** YOUR ASSIGNMENT **
What lines in the listing include "every"? Return a copy of each.

** RECORDS PROVIDED **
※
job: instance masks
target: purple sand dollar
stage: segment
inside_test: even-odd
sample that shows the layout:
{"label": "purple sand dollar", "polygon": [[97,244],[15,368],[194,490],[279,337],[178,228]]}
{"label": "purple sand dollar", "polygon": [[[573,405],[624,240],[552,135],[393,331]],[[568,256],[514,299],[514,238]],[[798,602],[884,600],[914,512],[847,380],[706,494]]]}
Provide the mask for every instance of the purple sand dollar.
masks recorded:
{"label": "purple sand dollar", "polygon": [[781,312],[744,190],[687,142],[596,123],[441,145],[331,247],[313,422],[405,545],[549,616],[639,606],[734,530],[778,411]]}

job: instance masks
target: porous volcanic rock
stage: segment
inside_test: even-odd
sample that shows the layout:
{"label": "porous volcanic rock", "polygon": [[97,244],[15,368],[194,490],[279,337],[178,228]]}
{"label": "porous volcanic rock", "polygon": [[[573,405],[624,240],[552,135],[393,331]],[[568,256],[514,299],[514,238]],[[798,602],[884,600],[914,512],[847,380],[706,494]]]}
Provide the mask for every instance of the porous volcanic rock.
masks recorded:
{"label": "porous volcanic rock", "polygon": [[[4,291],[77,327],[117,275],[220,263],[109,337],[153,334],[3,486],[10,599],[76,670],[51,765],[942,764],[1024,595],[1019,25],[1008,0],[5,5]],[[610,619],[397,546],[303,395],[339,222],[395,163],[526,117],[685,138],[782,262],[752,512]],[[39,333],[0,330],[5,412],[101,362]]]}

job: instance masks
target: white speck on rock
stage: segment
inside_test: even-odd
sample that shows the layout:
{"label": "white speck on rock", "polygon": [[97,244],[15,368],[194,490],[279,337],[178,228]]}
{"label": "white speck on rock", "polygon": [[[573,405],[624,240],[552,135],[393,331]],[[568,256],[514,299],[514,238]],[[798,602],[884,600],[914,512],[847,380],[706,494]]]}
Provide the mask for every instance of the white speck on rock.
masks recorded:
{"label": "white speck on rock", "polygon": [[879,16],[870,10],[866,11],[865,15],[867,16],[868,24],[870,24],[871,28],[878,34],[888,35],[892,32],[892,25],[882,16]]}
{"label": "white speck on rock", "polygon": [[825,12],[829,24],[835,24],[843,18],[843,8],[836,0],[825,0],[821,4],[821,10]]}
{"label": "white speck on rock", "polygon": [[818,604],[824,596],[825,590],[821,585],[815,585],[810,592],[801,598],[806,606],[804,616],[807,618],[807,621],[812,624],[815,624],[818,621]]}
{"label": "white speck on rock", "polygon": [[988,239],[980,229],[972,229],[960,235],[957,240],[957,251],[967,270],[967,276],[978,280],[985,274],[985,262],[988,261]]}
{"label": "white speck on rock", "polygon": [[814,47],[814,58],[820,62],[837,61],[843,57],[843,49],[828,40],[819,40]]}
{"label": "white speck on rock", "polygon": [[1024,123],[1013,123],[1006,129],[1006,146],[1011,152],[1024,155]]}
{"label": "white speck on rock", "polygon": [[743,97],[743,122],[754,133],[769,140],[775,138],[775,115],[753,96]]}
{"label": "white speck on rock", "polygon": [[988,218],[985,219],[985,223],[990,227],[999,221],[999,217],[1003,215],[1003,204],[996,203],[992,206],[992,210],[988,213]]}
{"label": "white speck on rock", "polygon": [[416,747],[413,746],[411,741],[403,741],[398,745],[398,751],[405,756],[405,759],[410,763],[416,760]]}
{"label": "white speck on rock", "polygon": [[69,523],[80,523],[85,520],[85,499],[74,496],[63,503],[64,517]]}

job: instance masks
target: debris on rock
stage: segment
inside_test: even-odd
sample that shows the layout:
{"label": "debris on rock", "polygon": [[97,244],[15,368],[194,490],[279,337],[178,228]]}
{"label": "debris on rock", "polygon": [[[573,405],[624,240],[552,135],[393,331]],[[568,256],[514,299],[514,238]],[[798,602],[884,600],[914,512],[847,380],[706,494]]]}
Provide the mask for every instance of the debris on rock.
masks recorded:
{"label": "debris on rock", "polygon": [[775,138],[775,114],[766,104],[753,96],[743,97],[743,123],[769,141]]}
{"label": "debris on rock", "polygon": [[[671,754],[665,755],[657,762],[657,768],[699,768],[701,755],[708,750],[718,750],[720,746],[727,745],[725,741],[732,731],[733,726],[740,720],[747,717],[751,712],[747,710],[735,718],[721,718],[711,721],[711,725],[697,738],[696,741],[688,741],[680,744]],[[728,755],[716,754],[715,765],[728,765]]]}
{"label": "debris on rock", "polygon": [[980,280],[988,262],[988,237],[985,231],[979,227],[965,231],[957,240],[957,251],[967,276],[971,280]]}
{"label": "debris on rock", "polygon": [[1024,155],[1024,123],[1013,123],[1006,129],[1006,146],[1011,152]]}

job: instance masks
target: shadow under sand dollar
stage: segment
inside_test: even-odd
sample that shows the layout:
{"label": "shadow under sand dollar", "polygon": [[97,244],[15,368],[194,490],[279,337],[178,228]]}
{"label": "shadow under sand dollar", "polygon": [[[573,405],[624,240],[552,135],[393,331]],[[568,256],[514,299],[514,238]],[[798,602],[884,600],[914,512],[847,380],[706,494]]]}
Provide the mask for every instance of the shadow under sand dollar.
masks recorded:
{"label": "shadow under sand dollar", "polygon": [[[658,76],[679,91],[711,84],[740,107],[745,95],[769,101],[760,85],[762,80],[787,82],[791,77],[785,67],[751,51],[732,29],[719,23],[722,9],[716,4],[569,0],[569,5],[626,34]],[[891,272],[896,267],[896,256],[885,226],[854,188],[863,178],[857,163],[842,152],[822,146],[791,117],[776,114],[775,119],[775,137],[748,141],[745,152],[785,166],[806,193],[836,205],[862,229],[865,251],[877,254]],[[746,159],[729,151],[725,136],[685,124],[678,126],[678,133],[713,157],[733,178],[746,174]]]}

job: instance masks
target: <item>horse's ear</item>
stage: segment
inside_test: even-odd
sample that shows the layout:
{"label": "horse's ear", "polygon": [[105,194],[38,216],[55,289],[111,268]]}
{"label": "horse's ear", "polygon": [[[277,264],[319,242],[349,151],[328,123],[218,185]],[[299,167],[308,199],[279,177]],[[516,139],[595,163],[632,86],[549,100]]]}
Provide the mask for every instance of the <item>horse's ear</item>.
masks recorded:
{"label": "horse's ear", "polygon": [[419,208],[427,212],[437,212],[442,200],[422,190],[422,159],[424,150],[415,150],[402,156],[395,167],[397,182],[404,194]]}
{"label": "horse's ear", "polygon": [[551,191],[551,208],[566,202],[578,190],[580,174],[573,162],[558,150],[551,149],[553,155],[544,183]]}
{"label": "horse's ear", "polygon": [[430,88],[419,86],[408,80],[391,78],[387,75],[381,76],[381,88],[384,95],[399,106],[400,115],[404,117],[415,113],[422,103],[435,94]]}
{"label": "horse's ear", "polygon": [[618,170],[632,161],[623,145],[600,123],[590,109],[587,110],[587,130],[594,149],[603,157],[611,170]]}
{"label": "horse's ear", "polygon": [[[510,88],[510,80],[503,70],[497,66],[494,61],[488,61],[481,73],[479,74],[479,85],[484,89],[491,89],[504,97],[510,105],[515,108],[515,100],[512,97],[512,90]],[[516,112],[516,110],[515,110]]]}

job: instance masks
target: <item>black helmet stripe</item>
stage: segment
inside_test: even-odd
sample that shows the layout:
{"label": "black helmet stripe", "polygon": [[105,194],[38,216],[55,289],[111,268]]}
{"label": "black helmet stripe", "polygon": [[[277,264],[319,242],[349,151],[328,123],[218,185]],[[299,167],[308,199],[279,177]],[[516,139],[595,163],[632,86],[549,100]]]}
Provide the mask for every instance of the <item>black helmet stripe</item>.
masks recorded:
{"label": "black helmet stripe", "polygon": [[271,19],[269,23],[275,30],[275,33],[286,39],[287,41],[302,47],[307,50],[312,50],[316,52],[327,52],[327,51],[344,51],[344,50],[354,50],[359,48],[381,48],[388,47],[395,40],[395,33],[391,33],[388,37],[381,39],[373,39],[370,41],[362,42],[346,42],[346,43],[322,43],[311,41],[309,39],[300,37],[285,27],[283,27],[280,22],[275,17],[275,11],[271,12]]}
※
** THE COMPLETED TASK **
Provide the mask for every instance of the purple sand dollar.
Provide the mask for every instance of the porous volcanic rock.
Provide the mask for every instance of the white speck on rock.
Provide the mask for every instance of the debris on rock.
Provide the mask for every instance of the shadow under sand dollar.
Provide the mask for every instance of the <item>horse's ear</item>.
Provide the mask for every instance of the <item>black helmet stripe</item>.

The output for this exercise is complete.